* **Problem details**:
Filter the entries for the string "wooden". Copy each line that has it.

* **Items from a data source**:
▬▬▬

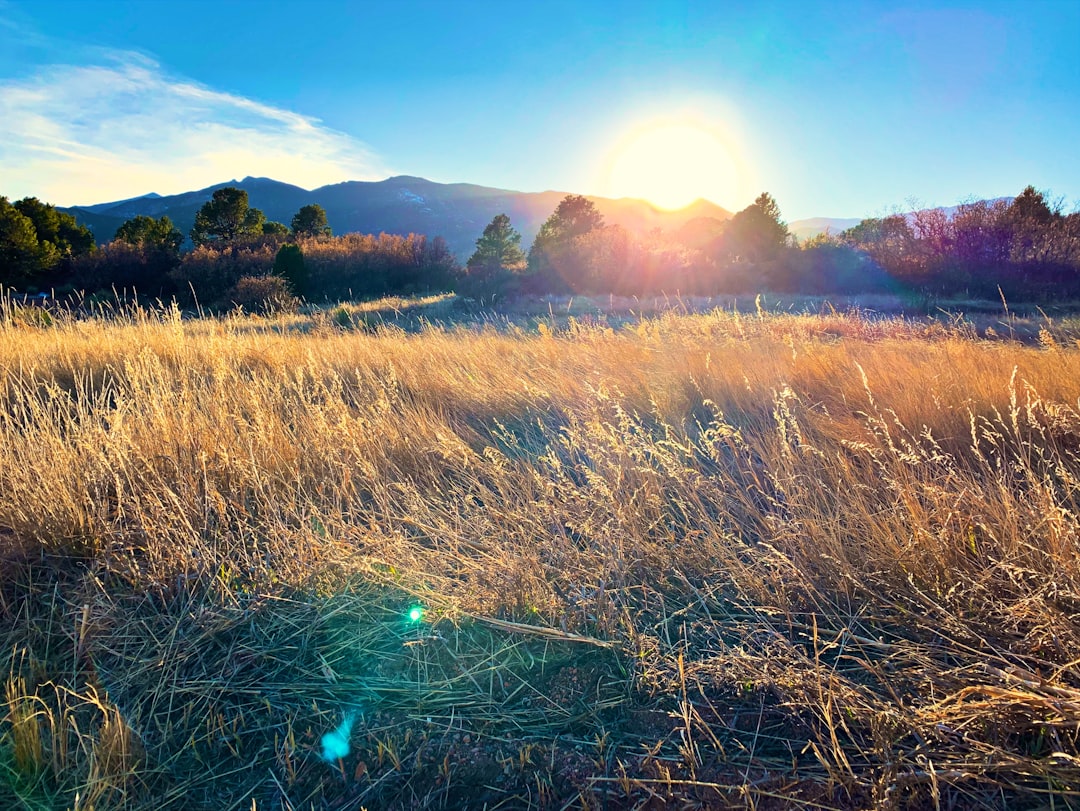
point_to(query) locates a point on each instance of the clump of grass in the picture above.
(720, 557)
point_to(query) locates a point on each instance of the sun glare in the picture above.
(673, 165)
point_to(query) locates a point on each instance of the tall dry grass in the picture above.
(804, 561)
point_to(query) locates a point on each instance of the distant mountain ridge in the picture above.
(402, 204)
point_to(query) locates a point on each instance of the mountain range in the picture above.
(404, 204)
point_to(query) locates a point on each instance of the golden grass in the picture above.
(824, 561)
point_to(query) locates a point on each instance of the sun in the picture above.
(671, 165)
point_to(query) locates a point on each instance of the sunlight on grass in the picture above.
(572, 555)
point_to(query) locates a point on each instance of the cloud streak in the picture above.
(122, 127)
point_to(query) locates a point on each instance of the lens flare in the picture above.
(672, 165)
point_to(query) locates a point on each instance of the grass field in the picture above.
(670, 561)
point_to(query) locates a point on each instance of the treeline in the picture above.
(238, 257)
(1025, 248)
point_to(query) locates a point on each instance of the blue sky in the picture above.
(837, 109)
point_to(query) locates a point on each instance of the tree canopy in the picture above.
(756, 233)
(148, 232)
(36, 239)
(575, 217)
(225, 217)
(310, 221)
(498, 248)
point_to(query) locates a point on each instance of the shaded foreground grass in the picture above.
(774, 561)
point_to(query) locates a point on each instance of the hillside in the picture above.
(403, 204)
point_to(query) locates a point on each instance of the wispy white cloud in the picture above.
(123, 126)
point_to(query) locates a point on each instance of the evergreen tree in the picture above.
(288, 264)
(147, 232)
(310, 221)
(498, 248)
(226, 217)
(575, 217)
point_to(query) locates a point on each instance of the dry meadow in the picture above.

▬▬▬

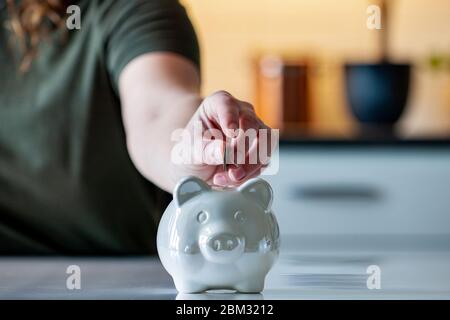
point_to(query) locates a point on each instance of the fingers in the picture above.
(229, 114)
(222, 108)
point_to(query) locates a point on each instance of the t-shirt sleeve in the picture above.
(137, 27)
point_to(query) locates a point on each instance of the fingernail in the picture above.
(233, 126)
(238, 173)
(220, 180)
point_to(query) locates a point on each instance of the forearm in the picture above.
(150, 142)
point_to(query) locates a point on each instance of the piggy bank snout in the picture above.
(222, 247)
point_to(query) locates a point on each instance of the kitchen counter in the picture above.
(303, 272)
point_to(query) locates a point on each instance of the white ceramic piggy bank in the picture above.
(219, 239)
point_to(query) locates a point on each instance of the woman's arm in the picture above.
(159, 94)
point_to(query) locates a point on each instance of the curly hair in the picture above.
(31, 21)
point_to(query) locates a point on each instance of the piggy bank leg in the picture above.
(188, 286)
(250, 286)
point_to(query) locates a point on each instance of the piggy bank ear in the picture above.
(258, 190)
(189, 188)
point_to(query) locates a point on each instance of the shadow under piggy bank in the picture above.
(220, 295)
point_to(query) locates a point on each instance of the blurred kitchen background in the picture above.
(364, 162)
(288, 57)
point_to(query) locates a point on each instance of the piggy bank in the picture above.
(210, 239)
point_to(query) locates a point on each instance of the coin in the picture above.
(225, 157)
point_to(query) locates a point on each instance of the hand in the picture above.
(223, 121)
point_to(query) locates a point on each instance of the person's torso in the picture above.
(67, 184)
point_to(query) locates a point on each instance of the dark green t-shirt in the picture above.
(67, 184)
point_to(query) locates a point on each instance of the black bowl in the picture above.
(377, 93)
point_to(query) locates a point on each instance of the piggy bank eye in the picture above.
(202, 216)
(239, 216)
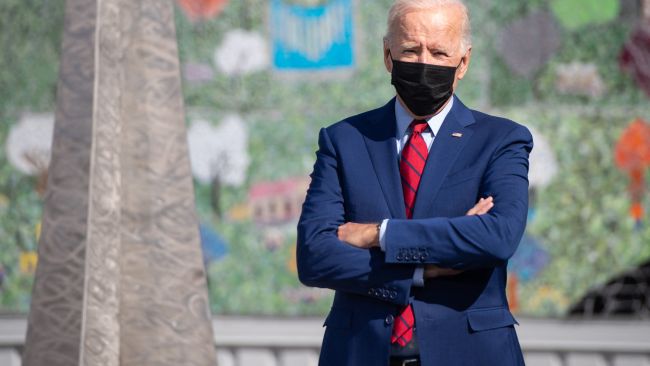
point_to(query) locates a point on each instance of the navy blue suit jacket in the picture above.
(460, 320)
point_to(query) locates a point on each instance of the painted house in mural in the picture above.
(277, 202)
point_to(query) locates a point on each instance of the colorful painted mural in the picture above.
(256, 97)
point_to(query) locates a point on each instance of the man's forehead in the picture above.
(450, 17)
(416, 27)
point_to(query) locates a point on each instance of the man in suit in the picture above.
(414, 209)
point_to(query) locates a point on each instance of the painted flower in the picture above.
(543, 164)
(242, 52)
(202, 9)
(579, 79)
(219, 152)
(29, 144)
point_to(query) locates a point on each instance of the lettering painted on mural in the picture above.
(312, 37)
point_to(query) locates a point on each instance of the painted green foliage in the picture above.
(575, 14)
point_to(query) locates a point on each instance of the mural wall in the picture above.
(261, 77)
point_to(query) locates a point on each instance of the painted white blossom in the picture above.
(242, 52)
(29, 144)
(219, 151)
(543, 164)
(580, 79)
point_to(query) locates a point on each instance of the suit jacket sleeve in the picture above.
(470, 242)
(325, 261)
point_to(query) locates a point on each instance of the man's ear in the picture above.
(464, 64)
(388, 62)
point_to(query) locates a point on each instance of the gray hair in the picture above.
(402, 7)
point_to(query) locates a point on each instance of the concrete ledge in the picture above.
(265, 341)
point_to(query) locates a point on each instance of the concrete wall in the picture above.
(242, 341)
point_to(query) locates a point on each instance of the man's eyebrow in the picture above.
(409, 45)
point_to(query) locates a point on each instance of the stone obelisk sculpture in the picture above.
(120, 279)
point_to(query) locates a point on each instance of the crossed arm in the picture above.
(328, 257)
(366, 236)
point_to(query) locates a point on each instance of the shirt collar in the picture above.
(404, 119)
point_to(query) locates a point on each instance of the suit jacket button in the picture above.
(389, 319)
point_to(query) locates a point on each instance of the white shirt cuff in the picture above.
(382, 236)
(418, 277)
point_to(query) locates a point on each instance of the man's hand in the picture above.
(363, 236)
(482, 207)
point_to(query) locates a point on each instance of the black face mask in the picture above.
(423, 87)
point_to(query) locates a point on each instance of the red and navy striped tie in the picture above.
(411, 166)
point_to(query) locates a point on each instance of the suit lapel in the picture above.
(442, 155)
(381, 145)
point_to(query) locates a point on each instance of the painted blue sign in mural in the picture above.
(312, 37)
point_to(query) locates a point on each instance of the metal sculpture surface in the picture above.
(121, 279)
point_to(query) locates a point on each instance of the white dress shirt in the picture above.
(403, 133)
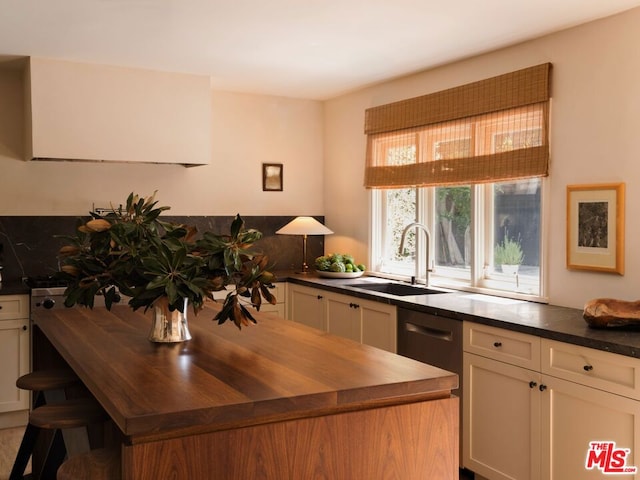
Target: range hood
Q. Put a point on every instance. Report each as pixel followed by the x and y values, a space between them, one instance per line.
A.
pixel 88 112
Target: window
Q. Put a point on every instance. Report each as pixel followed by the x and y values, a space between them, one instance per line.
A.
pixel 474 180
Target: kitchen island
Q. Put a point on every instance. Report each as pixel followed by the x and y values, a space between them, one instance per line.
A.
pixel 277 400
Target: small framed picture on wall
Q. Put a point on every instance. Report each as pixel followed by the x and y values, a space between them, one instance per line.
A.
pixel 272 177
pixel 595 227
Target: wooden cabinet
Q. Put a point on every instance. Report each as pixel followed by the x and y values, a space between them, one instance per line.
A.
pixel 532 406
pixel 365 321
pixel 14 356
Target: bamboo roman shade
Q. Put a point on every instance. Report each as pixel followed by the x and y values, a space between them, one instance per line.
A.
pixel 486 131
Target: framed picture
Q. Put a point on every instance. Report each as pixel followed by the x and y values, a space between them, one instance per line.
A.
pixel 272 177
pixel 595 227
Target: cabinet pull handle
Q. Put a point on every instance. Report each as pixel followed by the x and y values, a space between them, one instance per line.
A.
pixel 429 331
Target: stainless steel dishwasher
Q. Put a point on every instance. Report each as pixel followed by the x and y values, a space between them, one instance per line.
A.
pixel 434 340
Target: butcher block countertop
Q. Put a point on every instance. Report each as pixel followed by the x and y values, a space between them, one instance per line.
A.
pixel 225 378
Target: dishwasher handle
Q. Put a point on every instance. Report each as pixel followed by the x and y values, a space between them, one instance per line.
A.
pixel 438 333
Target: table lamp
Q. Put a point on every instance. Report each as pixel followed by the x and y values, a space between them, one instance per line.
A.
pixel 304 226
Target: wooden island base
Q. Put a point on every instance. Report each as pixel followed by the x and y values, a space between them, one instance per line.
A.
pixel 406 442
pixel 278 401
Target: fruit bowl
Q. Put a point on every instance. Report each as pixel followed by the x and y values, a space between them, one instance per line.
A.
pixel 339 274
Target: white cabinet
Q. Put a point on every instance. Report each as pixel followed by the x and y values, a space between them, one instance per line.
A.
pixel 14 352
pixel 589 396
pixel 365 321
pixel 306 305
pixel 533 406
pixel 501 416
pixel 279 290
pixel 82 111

▬▬▬

* **Exercise result**:
Target: wooden cabinet
Target: wooden island base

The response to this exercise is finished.